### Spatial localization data
════════
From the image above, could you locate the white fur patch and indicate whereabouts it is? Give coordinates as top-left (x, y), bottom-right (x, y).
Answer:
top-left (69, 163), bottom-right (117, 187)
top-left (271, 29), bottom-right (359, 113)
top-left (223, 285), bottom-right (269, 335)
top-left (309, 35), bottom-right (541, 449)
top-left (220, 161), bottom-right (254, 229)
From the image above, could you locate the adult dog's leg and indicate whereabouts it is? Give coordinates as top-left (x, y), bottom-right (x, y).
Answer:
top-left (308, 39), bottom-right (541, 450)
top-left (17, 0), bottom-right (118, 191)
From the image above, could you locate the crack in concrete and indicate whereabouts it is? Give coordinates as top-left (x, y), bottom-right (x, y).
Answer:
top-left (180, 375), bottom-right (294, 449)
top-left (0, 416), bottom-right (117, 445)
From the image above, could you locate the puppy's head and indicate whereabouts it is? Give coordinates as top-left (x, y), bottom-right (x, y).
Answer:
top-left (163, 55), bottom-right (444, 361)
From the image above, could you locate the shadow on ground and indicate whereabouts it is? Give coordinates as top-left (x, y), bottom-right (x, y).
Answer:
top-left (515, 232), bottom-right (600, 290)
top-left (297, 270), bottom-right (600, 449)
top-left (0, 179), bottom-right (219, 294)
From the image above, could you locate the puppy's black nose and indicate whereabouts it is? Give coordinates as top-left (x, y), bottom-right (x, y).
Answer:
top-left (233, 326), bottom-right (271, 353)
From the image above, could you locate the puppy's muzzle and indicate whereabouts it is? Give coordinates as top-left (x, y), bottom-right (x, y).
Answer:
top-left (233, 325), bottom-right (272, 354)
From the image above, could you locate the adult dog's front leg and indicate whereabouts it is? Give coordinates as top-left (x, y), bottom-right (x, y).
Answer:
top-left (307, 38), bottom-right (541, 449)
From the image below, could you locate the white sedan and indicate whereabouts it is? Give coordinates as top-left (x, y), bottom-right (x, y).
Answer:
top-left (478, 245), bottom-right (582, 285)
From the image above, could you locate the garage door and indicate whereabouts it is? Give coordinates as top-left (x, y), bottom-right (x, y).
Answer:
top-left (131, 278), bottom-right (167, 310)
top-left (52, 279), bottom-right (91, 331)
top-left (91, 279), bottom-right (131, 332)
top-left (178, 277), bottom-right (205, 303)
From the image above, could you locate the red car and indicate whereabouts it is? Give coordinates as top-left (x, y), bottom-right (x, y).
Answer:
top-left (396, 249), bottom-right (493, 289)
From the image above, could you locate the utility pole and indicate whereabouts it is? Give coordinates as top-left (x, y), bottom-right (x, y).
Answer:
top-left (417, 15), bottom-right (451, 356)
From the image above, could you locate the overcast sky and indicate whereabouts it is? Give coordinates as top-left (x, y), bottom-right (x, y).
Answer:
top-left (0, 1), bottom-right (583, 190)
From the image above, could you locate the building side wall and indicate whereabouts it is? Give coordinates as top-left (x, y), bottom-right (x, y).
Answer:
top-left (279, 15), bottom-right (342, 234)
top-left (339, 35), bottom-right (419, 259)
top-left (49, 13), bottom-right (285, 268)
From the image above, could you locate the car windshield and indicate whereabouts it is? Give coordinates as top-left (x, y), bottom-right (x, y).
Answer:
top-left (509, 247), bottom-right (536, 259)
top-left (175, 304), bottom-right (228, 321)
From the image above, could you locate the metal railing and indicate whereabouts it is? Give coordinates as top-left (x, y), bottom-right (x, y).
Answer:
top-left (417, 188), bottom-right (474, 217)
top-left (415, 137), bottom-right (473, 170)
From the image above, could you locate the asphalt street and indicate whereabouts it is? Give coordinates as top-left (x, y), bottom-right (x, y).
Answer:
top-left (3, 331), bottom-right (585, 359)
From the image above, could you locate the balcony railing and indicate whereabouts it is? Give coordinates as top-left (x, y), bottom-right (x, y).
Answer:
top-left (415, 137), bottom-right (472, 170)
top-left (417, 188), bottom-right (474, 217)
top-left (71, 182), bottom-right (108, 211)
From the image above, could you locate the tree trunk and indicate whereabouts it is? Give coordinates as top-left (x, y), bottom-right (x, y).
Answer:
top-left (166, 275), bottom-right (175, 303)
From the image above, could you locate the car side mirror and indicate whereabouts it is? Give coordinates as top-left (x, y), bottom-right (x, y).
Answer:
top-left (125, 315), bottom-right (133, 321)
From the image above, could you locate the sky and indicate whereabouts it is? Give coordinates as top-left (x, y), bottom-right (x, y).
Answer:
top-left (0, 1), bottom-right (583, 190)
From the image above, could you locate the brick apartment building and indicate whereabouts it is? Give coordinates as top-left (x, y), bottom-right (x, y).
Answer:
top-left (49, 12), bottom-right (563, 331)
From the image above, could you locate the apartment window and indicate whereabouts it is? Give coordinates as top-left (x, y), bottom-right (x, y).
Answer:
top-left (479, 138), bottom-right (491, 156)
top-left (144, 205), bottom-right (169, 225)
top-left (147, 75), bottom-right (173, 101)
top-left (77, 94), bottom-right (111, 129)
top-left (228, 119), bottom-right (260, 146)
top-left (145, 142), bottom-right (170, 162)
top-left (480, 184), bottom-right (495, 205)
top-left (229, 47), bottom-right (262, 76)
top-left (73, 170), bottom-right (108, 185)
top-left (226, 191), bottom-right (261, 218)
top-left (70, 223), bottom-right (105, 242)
════════
### What to work on
Repeat verbatim the opening run of entries, ending with the line that contains "From the image above, could you locate the crack".

### Written answer
From the image above, could you locate the white fur patch and indicate whereabouts it is? Give coordinates as top-left (x, y), bottom-right (x, y).
Answer:
top-left (69, 163), bottom-right (117, 187)
top-left (271, 29), bottom-right (359, 113)
top-left (223, 285), bottom-right (269, 335)
top-left (309, 35), bottom-right (541, 449)
top-left (220, 161), bottom-right (254, 229)
From the image above, could you locate the adult dog's leg and indicate whereabouts it is? Give coordinates as top-left (x, y), bottom-right (x, y).
Answer:
top-left (308, 39), bottom-right (541, 450)
top-left (17, 0), bottom-right (118, 191)
From the image above, could you locate the crack in concrete and indicate whereabouts it is? Give coordinates as top-left (x, y), bottom-right (x, y).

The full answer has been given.